* **EXERCISE DIRECTIONS**
Copy the records below verbatim, from the line containing "Exercise. For every instance of the white cord" through the line containing "<point>25,341</point>", with both of those lines included.

* **ROWS**
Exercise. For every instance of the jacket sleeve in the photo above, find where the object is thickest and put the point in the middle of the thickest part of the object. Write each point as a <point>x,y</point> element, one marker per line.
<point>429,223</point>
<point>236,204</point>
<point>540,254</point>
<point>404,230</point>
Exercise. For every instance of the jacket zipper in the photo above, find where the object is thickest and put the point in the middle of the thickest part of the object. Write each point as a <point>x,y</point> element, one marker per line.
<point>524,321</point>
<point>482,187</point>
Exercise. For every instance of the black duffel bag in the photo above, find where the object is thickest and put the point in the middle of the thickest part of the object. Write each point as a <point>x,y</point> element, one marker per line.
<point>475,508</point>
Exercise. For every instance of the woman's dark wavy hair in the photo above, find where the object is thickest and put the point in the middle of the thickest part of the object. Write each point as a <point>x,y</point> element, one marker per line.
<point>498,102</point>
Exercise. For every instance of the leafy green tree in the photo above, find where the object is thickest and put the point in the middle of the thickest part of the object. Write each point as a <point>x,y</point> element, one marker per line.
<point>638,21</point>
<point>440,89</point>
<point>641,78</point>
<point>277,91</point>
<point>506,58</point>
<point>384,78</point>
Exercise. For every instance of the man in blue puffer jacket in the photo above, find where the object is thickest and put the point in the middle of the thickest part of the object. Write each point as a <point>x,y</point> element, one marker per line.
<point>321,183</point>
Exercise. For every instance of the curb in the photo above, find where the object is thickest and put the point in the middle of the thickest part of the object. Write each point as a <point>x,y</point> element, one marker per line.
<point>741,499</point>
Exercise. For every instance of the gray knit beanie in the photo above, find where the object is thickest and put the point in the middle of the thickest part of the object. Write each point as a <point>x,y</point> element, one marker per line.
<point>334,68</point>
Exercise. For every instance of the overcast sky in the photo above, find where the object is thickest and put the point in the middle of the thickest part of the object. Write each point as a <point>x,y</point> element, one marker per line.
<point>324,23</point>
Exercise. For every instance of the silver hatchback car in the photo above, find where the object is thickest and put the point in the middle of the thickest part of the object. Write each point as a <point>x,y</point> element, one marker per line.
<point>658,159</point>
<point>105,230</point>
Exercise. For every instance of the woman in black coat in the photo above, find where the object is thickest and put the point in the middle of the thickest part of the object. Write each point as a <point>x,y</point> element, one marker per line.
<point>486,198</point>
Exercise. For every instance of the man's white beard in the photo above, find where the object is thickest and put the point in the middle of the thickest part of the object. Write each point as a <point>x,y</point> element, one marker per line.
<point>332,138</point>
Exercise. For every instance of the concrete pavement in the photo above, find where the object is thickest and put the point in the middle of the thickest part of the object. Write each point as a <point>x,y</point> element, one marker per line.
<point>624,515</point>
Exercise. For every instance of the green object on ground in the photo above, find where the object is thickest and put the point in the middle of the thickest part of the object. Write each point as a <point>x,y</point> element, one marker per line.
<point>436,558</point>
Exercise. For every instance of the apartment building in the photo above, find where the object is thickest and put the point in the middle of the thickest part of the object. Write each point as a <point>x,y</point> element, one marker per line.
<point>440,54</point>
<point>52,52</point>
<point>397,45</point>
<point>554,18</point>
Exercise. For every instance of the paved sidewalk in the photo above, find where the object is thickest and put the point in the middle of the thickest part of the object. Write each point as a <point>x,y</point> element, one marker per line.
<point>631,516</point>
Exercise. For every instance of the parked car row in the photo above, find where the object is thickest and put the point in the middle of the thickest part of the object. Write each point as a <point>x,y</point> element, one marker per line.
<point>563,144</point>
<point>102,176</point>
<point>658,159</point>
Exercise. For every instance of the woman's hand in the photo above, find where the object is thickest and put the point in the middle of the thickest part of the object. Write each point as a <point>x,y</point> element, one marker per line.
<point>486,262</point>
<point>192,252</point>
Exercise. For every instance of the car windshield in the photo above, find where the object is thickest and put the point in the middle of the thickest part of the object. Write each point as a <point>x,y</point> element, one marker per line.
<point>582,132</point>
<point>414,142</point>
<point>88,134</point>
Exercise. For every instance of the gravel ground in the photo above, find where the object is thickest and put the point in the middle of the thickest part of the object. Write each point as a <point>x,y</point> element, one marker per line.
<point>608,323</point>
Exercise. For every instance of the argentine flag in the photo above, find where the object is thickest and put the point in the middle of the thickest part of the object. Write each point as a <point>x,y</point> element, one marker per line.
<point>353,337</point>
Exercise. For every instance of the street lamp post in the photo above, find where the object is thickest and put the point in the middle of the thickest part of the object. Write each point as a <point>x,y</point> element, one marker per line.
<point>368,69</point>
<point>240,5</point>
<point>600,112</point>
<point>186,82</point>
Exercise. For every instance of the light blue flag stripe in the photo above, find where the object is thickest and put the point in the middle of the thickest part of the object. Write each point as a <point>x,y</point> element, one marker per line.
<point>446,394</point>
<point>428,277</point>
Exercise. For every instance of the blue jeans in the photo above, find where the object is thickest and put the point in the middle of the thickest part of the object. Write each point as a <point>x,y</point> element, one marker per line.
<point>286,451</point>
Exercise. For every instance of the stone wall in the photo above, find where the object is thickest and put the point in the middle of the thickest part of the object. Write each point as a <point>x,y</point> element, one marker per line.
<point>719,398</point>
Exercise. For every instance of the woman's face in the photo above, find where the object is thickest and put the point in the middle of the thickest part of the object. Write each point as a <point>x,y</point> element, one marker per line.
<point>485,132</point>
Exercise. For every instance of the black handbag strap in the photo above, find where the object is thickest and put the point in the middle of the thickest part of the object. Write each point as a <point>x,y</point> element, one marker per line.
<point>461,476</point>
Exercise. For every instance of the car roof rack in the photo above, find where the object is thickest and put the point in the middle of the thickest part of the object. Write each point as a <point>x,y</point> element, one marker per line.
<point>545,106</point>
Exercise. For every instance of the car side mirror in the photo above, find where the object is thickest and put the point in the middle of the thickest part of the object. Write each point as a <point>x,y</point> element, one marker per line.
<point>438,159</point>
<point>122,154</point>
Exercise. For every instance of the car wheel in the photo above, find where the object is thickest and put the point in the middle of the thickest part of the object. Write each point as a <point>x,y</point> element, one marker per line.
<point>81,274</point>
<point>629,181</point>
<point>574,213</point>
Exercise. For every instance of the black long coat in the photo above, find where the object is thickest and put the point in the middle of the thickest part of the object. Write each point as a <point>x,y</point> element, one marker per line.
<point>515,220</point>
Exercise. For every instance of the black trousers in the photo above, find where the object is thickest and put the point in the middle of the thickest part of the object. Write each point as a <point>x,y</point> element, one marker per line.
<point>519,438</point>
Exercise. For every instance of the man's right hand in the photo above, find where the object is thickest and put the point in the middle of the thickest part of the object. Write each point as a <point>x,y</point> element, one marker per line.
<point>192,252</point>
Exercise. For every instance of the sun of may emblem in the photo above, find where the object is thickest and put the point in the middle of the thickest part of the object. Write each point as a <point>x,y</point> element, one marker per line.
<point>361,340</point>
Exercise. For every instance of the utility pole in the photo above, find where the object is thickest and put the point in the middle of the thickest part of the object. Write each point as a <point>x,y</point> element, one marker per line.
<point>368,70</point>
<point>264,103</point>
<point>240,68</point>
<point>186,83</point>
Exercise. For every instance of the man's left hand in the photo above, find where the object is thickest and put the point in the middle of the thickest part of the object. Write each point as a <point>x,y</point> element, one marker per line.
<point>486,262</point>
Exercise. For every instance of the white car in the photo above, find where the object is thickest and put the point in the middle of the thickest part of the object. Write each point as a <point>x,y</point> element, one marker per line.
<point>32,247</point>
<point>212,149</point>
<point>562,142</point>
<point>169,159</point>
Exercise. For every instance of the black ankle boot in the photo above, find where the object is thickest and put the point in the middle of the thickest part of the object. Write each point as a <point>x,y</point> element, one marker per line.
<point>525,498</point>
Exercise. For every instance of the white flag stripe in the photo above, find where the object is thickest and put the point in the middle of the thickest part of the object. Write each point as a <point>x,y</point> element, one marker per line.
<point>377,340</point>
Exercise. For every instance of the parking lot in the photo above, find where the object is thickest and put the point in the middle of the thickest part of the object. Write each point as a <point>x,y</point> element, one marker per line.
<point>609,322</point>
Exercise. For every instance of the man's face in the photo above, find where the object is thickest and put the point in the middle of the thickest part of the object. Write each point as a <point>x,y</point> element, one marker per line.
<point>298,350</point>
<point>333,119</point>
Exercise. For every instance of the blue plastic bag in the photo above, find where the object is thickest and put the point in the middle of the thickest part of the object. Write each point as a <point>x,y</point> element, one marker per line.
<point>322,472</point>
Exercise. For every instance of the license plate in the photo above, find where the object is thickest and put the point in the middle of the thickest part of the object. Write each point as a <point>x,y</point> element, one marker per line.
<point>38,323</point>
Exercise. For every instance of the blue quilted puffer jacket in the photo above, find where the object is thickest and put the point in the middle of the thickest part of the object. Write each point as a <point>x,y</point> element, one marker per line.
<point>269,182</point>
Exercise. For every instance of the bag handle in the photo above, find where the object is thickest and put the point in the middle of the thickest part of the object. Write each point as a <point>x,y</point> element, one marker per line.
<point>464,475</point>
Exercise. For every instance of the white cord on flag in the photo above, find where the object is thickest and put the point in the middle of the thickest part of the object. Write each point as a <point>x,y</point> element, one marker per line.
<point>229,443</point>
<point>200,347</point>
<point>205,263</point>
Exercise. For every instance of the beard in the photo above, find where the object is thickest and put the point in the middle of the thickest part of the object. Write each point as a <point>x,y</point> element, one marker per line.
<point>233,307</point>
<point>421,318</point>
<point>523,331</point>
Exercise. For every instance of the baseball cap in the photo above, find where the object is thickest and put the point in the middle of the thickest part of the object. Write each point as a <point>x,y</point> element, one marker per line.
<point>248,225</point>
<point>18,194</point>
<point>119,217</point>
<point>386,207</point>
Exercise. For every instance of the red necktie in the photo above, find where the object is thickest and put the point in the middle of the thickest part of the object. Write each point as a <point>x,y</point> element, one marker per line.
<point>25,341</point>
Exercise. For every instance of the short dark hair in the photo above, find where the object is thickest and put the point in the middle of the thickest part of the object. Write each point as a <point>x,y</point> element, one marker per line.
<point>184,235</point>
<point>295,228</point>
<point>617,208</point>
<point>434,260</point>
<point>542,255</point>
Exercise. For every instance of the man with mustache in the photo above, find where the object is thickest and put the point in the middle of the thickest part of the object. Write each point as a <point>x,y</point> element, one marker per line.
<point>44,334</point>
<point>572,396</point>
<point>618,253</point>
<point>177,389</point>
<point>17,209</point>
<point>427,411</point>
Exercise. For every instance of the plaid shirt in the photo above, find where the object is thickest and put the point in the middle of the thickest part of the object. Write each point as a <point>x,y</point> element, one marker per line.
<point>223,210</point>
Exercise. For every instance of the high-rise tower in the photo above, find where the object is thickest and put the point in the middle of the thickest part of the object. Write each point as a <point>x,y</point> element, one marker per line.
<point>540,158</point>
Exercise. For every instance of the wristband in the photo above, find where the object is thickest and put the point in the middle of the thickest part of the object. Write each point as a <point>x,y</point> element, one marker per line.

* **RESULT OF THIS EXERCISE**
Exercise. For every instance of the white cord on flag in the photo above, find where the object is thickest and put the point in the middle of the thickest part of the object. Write each point as a <point>x,y</point> element, one marker per line.
<point>229,443</point>
<point>200,347</point>
<point>205,263</point>
Exercise. For every instance of the beard in the photo above, find where the object is thickest and put the point in the middle of the thickest part of the object. Write each point as a <point>x,y</point> element, one marker per line.
<point>233,307</point>
<point>421,318</point>
<point>523,331</point>
Exercise. For every instance of the baseball cap in the photo above, find where the object is thickest and put the point in the middle of the thickest part of the object. Write each point as a <point>x,y</point> element, one marker per line.
<point>248,225</point>
<point>18,194</point>
<point>119,217</point>
<point>386,207</point>
Exercise. For every instance of the red necktie in the photo above, find where the object is thickest and put the point in the middle of the thickest part of the object. Write each point as a <point>x,y</point> element, one marker per line.
<point>25,341</point>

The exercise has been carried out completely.